[Part of a data file]
============

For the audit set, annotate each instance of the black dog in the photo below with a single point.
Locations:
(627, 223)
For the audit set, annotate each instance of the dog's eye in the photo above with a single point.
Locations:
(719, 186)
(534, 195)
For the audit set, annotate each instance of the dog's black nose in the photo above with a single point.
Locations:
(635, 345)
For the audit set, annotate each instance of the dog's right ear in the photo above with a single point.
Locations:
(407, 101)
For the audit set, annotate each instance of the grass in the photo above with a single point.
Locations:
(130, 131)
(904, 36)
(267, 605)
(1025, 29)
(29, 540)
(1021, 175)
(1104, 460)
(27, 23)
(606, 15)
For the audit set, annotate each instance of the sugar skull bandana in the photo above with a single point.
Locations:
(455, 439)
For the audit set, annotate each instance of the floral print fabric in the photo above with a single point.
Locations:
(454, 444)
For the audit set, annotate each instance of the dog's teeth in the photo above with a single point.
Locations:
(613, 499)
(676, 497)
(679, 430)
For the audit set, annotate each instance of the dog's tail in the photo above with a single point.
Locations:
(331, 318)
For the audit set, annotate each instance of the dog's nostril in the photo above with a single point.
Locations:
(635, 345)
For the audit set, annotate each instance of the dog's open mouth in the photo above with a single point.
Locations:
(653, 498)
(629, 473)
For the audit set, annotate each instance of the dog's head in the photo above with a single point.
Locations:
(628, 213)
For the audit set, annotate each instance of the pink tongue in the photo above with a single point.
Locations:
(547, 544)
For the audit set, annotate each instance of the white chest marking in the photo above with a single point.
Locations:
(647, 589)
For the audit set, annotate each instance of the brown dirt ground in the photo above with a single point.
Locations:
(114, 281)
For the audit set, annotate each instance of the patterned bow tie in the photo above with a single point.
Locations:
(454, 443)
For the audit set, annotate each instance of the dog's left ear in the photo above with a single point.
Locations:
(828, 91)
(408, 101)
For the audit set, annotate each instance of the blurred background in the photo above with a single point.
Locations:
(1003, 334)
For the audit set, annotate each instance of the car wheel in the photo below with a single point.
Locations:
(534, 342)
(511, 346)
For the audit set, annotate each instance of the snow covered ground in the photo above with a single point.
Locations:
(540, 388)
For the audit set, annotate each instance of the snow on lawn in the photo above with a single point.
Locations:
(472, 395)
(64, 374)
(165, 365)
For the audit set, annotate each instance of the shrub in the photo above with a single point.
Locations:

============

GOAL: Restate word for word the lines from the one holding "For the audit set, annotate each instance of the floral" to the end of the listing, both ends included, and nothing more.

RESPONSE:
For the audit set, annotate each instance of the floral print fabric in the photo above with a single point.
Locations:
(454, 444)
For the audit set, annotate each instance of the dog's teeth in the photo above with a single point.
Locations:
(613, 499)
(676, 497)
(679, 430)
For the audit set, annotate each instance of the dog's tail in the photo above with a single point.
Locations:
(331, 318)
For the audit set, annotate each instance of the dog's nostril in the photo above with a single point.
Locations:
(635, 345)
For the audit set, annotate each instance of the dog's open mouth in the photo above with a single point.
Locations:
(653, 498)
(629, 473)
For the audit set, annotate each instance of the dog's head in the photo above with a single point.
Locations:
(628, 213)
For the audit set, annotate each instance of the pink tongue in the photo above with a single point.
Locations:
(547, 544)
For the audit set, annotate each instance of the white chest marking in the photo above with a single point.
Locations:
(647, 589)
For the audit set, annotate each instance of the brown dirt ground in the photo above with a single point.
Locations:
(114, 281)
For the audit set, annotate each instance of the patterned bow tie in the photo above with a single point.
Locations:
(454, 443)
For the audit set, annotate each instance of the dog's left ear in the photo above with a single point.
Locations:
(828, 91)
(408, 101)
For the audit set, annotate each instance of the blurred background in the photo above with a single point.
Locations:
(1003, 334)
For the audit set, annotate each instance of the car wheel in the photo below with a single point.
Locations:
(534, 342)
(511, 346)
For the audit set, annotate each instance of the snow covered ground in the photo above with a single point.
Locations:
(540, 388)
For the audit set, annotate each instance of the snow on lawn in the photo above with a single point.
Locations:
(472, 395)
(64, 374)
(165, 365)
For the audit set, annotate each instance of the shrub in the photo above with a single point.
Locations:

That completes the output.